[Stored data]
# # # # # # #

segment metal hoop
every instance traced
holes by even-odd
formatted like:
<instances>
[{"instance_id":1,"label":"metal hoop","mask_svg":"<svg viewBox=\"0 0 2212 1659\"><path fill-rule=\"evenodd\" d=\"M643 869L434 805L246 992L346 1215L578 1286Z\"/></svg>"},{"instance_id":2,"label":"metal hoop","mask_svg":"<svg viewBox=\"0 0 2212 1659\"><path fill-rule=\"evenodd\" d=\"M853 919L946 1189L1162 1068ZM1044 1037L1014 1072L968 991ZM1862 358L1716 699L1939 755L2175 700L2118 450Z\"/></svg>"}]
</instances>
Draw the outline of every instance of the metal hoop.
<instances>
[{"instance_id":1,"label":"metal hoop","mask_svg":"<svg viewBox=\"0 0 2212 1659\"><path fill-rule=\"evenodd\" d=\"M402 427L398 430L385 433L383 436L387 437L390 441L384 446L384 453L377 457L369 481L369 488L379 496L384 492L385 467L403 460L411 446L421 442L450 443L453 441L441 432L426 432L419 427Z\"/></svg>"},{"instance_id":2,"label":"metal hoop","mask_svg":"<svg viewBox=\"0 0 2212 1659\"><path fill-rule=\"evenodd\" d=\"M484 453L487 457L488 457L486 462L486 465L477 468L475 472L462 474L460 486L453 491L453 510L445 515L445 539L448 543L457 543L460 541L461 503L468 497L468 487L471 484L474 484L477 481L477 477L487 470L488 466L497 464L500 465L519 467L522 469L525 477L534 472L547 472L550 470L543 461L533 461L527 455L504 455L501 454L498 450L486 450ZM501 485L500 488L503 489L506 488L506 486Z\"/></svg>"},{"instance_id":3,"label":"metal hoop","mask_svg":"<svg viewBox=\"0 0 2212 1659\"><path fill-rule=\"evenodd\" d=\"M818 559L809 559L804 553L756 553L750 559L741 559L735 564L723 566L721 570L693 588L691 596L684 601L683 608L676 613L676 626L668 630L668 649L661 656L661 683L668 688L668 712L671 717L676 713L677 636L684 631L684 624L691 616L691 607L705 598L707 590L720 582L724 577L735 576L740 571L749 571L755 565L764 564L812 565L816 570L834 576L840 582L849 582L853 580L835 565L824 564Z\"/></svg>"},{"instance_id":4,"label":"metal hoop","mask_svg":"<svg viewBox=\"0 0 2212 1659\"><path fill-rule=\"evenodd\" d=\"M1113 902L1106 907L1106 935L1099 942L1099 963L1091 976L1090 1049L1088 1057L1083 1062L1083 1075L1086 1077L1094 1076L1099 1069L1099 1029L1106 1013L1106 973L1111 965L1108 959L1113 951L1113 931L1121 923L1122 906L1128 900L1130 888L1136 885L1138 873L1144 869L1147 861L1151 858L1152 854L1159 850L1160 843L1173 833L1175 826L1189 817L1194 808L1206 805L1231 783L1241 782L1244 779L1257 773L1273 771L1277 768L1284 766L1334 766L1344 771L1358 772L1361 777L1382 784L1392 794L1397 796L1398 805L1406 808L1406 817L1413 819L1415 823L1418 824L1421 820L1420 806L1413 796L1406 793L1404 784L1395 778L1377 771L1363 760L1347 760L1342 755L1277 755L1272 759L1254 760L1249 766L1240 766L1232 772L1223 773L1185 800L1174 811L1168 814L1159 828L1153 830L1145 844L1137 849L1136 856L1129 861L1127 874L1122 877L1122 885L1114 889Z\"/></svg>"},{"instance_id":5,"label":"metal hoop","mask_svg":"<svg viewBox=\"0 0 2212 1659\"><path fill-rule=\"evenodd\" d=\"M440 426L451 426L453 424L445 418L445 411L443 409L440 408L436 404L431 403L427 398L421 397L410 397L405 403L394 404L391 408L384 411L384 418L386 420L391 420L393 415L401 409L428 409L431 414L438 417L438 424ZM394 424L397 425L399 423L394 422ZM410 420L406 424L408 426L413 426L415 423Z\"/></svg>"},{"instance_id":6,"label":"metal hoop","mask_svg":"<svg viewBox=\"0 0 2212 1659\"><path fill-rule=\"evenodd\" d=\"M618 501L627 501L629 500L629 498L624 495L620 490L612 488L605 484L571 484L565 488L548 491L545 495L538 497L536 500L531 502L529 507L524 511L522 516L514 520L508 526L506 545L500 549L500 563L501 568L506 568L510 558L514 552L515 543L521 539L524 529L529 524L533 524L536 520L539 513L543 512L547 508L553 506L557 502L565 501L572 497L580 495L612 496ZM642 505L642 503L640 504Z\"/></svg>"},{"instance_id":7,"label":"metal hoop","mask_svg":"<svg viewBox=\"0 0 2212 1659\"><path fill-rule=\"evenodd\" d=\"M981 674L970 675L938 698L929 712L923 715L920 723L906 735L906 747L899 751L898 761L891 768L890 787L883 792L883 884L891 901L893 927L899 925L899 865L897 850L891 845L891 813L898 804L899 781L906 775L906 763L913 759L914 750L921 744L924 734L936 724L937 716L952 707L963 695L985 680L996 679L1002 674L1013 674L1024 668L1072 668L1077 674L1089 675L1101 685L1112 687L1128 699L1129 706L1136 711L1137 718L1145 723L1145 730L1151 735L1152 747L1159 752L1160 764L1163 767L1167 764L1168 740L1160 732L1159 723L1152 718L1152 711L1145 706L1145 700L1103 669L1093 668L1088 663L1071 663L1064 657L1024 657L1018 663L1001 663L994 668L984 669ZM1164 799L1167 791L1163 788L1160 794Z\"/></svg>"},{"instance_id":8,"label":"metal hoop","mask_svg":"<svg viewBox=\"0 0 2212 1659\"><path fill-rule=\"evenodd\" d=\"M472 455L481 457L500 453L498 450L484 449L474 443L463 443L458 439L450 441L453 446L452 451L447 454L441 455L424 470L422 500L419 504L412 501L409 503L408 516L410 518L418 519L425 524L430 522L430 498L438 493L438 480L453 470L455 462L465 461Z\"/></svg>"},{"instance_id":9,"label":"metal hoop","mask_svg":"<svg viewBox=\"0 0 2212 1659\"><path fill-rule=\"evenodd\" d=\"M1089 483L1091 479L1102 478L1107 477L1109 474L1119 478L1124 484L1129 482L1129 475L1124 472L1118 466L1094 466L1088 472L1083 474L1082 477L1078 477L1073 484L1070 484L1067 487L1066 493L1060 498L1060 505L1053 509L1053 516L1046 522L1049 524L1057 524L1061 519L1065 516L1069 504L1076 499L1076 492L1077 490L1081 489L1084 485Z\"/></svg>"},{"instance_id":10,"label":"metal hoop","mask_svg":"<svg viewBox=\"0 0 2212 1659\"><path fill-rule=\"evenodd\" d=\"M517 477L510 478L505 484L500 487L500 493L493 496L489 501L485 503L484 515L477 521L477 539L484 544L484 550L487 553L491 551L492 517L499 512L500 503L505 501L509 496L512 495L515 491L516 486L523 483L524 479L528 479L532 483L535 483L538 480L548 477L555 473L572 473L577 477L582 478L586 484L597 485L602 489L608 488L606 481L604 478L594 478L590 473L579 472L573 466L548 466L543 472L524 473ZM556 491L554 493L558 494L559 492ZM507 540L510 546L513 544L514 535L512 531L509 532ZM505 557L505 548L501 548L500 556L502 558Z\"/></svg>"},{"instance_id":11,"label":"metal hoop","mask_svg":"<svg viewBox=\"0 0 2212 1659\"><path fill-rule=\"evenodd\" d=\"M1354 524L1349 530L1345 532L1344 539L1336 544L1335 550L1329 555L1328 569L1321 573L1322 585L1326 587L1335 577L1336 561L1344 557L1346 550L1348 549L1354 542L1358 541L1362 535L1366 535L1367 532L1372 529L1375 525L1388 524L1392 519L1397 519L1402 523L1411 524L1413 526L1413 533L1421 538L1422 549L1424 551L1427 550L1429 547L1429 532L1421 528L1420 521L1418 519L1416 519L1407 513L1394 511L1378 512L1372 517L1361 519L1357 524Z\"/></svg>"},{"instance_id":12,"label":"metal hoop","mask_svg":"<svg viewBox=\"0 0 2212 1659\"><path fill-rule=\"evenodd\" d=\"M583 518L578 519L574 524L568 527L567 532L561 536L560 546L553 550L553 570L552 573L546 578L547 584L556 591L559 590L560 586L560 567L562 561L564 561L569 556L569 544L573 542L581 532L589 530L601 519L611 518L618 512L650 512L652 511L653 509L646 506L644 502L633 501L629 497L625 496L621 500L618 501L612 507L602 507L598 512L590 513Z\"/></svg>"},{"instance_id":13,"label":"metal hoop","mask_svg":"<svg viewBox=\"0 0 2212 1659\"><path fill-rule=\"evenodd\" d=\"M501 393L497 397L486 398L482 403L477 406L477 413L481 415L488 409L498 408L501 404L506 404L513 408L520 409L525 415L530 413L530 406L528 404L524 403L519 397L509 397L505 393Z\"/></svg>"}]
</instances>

# # # # # # #

## Exercise
Looking at the data above, give the number of lines that include "every"; add nothing else.

## Task solution
2